Первое было связано с Генрихом Ромундтом – его близким другом и секретарем из «Ядовитой хижины», которого он считал едва ли не продолжением себя самого. Ромундт внезапно объявил, что собирается стать католическим священником. Ницше чувствовал себя глубоко уязвленным. Не рехнулся ли Ромундт? Возможно, еще не поздно его вылечить – например, холодными ваннами? И почему из всех конфессий Ромундт выбрал именно католичество? Ведь это самая абсурдная из христианских церквей – со всеми этими суеверными поклонениями мощам и продажей индульгенций. Всего пятью годами ранее католики превзошли свои же средневековые нелепости, объявив о непогрешимости папы. Католичество можно было сравнить с колокольчиками на шутовском колпаке. Так-то Ромундт отплатил за годы тесной дружбы, за совместные рассуждения и философствования?
Те немногие недели, что Ромундт оставался в Базеле, были болезненны для всех участников. Ромундт чуть не плакал и не мог связно объясниться. Ницше ничего не понимал и был вне себя от ярости. В тот день, когда Ромундт уезжал в семинарию, Ницше и Овербек провожали его до вокзала. Он продолжал умолять простить его. Когда носильщики закрыли двери поезда, он боролся с окном, пытаясь опустить его и что-то сказать стоящим на платформе. Окно не поддавалось, и последнее, что они запомнили, были его мучительные физические усилия что-то им крикнуть. Они так ничего и не услышали. Поезд медленно отправился.

> **Исходный материал**
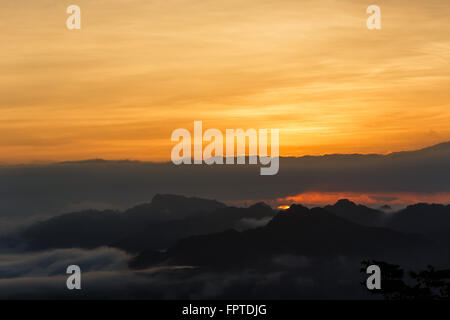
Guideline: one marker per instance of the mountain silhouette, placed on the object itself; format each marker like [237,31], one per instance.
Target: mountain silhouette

> **Задания**
A - Перепишите дословно отрывок из приведенного выше текста о Ницше и Ромундте от «Первое было связано» до «рассуждения и философствования?».
B - Ответьте по тексту о Ницше и Ромундте:
(i) Кем объявил о намерении стать Ромундт?
(ii) Кто провожал Ромундта до вокзала?
(iii) Куда Ромундт уезжал из Базеля?

> **Ответы**
A -
Первое было связано с Генрихом Ромундтом – его близким другом и секретарем из «Ядовитой хижины», которого он считал едва ли не продолжением себя самого. Ромундт внезапно объявил, что собирается стать католическим священником. Ницше чувствовал себя глубоко уязвленным. Не рехнулся ли Ромундт? Возможно, еще не поздно его вылечить – например, холодными ваннами? И почему из всех конфессий Ромундт выбрал именно католичество? Ведь это самая абсурдная из христианских церквей – со всеми этими суеверными поклонениями мощам и продажей индульгенций. Всего пятью годами ранее католики превзошли свои же средневековые нелепости, объявив о непогрешимости папы. Католичество можно было сравнить с колокольчиками на шутовском колпаке. Так-то Ромундт отплатил за годы тесной дружбы, за совместные рассуждения и философствования?

B -
(i) Католическим священником.
(ii) Ницше и Овербек.
(iii) В семинарию.